• PROBLEM REQUIREMENTS:
Format the following material as a Markdown table with the columns Nr and Line, numbering each line and skipping blank lines. Leave the pictures out of the answer.

Rows from a segmentation dataset:
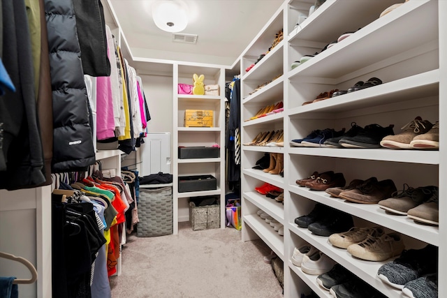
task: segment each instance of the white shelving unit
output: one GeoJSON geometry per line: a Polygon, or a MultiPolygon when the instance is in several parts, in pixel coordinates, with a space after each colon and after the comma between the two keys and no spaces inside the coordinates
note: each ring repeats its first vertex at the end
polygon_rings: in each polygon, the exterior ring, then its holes
{"type": "MultiPolygon", "coordinates": [[[[397,232],[406,248],[420,248],[427,244],[447,248],[447,204],[442,200],[447,188],[441,181],[447,176],[447,153],[440,135],[441,149],[418,150],[349,149],[291,147],[288,142],[305,137],[311,131],[328,128],[349,130],[351,124],[365,126],[394,125],[394,133],[416,116],[442,126],[447,119],[444,98],[447,94],[447,38],[445,29],[447,3],[440,0],[411,0],[379,17],[393,0],[371,1],[327,0],[311,16],[295,27],[299,13],[307,13],[313,0],[285,1],[267,22],[240,58],[242,76],[242,121],[261,107],[284,101],[284,112],[242,122],[242,142],[251,142],[261,131],[284,129],[284,147],[242,146],[242,241],[263,239],[284,262],[284,297],[299,297],[312,289],[321,297],[330,297],[318,285],[316,276],[303,273],[291,262],[293,248],[309,244],[372,285],[388,297],[402,292],[376,277],[386,262],[356,259],[346,250],[332,246],[328,237],[312,234],[294,223],[319,202],[352,215],[356,225],[383,226],[397,232]],[[415,20],[419,20],[415,22],[415,20]],[[284,40],[248,73],[245,68],[271,45],[274,35],[284,29],[284,40]],[[321,52],[325,45],[342,33],[351,36],[321,52]],[[268,42],[267,41],[268,40],[268,42]],[[320,52],[305,64],[291,70],[291,64],[306,54],[320,52]],[[249,94],[263,82],[282,75],[259,91],[249,94]],[[358,81],[379,77],[379,86],[302,105],[324,91],[346,90],[358,81]],[[284,177],[251,167],[265,153],[284,156],[284,177]],[[406,216],[388,214],[377,204],[349,204],[324,192],[299,187],[295,180],[314,171],[342,172],[349,184],[353,179],[391,179],[397,189],[404,184],[413,187],[439,186],[439,227],[416,223],[406,216]],[[268,182],[284,190],[284,206],[256,192],[268,182]],[[284,224],[284,236],[279,236],[256,212],[262,209],[284,224]]],[[[442,128],[441,128],[442,129],[442,128]]],[[[439,281],[447,278],[447,257],[439,254],[439,281]]],[[[447,288],[439,284],[439,297],[447,288]]]]}
{"type": "MultiPolygon", "coordinates": [[[[191,197],[218,195],[220,198],[221,228],[225,228],[225,72],[221,66],[198,65],[174,63],[173,86],[173,233],[178,233],[179,201],[191,197]],[[193,75],[204,75],[204,84],[219,84],[219,96],[184,95],[177,94],[177,84],[193,84],[193,75]],[[213,111],[212,127],[185,127],[186,110],[207,110],[213,111]],[[220,146],[220,155],[215,158],[180,159],[177,148],[183,147],[220,146]],[[210,174],[217,180],[217,189],[214,191],[178,191],[178,177],[189,175],[210,174]]],[[[182,204],[180,205],[184,205],[182,204]]]]}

• ANSWER FOR THIS EXERCISE:
| Nr | Line |
|---|---|
| 1 | task: segment each instance of the white shelving unit |
| 2 | output: one GeoJSON geometry per line: a Polygon, or a MultiPolygon when the instance is in several parts, in pixel coordinates, with a space after each colon and after the comma between the two keys and no spaces inside the coordinates |
| 3 | note: each ring repeats its first vertex at the end |
| 4 | polygon_rings: in each polygon, the exterior ring, then its holes |
| 5 | {"type": "MultiPolygon", "coordinates": [[[[397,232],[406,248],[420,248],[427,244],[447,248],[447,204],[442,200],[447,188],[441,181],[447,176],[447,153],[440,135],[441,149],[418,150],[349,149],[291,147],[288,142],[305,137],[311,131],[328,128],[349,130],[351,124],[365,126],[394,125],[394,133],[416,116],[442,126],[447,119],[444,98],[447,94],[447,38],[445,29],[447,3],[440,0],[411,0],[379,17],[393,0],[371,1],[327,0],[311,16],[295,27],[299,13],[307,13],[313,0],[285,1],[267,22],[240,58],[242,76],[242,121],[261,107],[284,101],[284,112],[242,122],[242,142],[251,142],[261,131],[284,129],[284,147],[242,146],[242,241],[263,239],[284,262],[284,297],[299,297],[312,289],[321,297],[330,297],[318,285],[316,276],[303,273],[291,262],[293,248],[309,244],[372,285],[388,297],[402,292],[376,277],[386,262],[356,259],[346,250],[332,246],[328,237],[312,234],[294,223],[319,202],[352,215],[356,225],[383,226],[397,232]],[[415,20],[419,20],[415,22],[415,20]],[[284,40],[248,73],[245,68],[271,45],[274,35],[284,29],[284,40]],[[321,52],[325,45],[342,33],[351,36],[321,52]],[[268,42],[267,41],[268,40],[268,42]],[[320,52],[305,64],[291,70],[291,64],[306,54],[320,52]],[[249,94],[263,82],[282,75],[259,91],[249,94]],[[358,81],[379,77],[379,86],[302,105],[324,91],[346,90],[358,81]],[[284,177],[251,167],[265,153],[284,156],[284,177]],[[406,216],[388,214],[377,204],[349,204],[324,192],[299,187],[295,180],[314,171],[342,172],[349,184],[353,179],[391,179],[397,189],[404,184],[413,187],[439,186],[439,227],[416,223],[406,216]],[[268,182],[284,190],[284,206],[256,192],[268,182]],[[284,224],[284,236],[279,236],[256,212],[262,209],[284,224]]],[[[442,128],[441,128],[442,129],[442,128]]],[[[439,281],[447,278],[447,257],[439,254],[439,281]]],[[[447,288],[439,284],[439,297],[447,288]]]]} |
| 6 | {"type": "MultiPolygon", "coordinates": [[[[191,197],[218,195],[220,198],[221,228],[225,228],[225,72],[221,66],[198,65],[174,63],[173,86],[173,233],[178,233],[179,201],[191,197]],[[193,75],[204,75],[204,84],[219,84],[219,96],[184,95],[177,94],[177,84],[193,84],[193,75]],[[213,111],[212,127],[185,127],[186,110],[207,110],[213,111]],[[220,146],[220,155],[215,158],[180,159],[177,148],[183,147],[220,146]],[[210,174],[217,180],[217,189],[214,191],[178,191],[178,177],[189,175],[210,174]]],[[[182,204],[180,205],[184,205],[182,204]]]]} |